▶ **Text passage**
· · ·

A stoic film about a maritime rescue mission

The Finest Hours is an exercise in stoic, square-jawed film-making.Premium
The Finest Hours is an exercise in stoic, square-jawed film-making.

In 1952, off the coast of Chatham, Massachusetts, US, the SS Pendleton was split in half by a terrible storm. The ship’s bow sunk and eight people, including the captain, drowned. Miraculously, the stern stayed afloat and was steered to a sandbar, where the crew waited for help. Even more miraculously, considering the severity of the storm, help was on its way, in the form a four-member coastguard crew headed by one Bernard Webber. They saved the lives of 32 crewmen, and the event is regarded as one of the finest small-boat rescues in coastguard history.

· · ·

▶ **Raw records**

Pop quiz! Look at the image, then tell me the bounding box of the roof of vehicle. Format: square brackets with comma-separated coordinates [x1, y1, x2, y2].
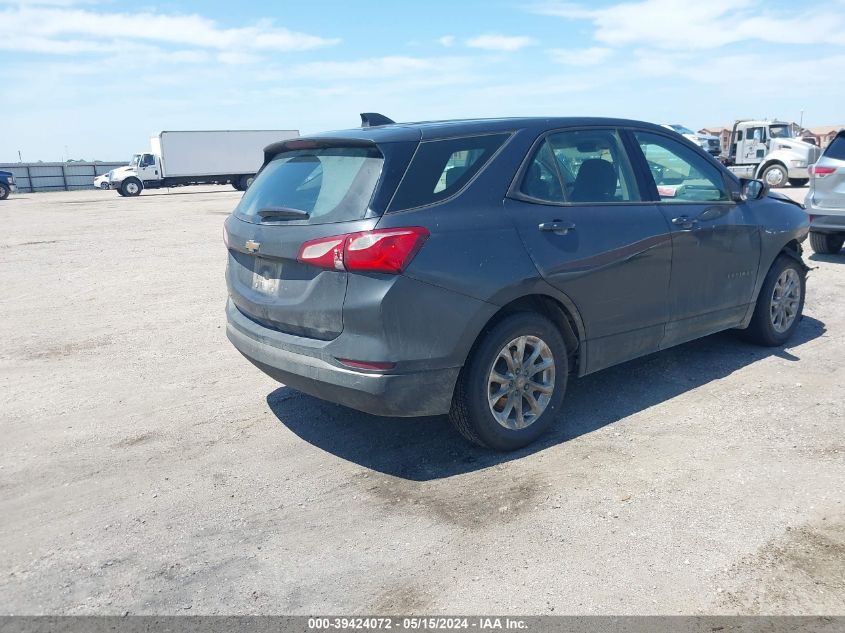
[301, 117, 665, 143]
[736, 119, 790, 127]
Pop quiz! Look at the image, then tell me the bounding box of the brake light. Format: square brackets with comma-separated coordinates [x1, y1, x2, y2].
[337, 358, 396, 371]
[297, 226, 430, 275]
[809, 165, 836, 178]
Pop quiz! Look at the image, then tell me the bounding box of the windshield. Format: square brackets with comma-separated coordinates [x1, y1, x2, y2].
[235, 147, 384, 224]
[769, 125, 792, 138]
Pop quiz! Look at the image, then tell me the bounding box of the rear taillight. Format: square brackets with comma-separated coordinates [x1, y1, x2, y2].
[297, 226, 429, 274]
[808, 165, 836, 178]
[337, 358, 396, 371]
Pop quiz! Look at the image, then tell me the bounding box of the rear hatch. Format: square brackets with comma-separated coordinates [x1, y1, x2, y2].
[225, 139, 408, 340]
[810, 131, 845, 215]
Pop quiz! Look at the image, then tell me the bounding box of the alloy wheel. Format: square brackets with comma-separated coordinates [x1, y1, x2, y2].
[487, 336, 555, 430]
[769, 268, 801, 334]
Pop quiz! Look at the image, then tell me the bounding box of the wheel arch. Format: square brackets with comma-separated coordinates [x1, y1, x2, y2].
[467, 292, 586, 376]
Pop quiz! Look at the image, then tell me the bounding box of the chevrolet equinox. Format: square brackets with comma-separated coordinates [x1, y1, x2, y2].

· · ·

▶ **Aim A**
Decide whether each statement agrees with the passage about The Finest Hours. Answer yes or no, and quote the words from the passage that decide it.
(i) The SS Pendleton was split in half in 1952.
(ii) The captain of the SS Pendleton survived.
(iii) The coastguard crew that went to help had six members.
▶ **Aim B**
Transcribe the lines of the listing from the line with "the rear taillight." to the line with "[467, 292, 586, 376]", including both of those lines.
The listing is unrelated to the passage about The Finest Hours.

▶ **Complete output A**
(i) Yes: "In 1952, off the coast of Chatham, Massachusetts, US, the SS Pendleton was split in half by a terrible storm."
(ii) No: "eight people, including the captain, drowned."
(iii) No: "a four-member coastguard crew headed by one Bernard Webber."

▶ **Complete output B**
Pop quiz! Look at the image, then tell me the bounding box of the rear taillight. Format: square brackets with comma-separated coordinates [x1, y1, x2, y2].
[297, 226, 429, 274]
[808, 165, 836, 178]
[337, 358, 396, 371]
Pop quiz! Look at the image, then tell me the bounding box of the rear hatch. Format: square brackets with comma-separated coordinates [x1, y1, x2, y2].
[225, 139, 408, 340]
[810, 131, 845, 215]
Pop quiz! Look at the image, then tell me the bounding box of the alloy wheel. Format: square brackets with comma-separated coordinates [x1, y1, x2, y2].
[487, 336, 555, 430]
[769, 268, 801, 334]
Pop quiz! Look at the image, then tell me the bounding box of the wheel arch. Format: square brackets with comma-separated coordinates [x1, y1, x2, y2].
[467, 292, 586, 376]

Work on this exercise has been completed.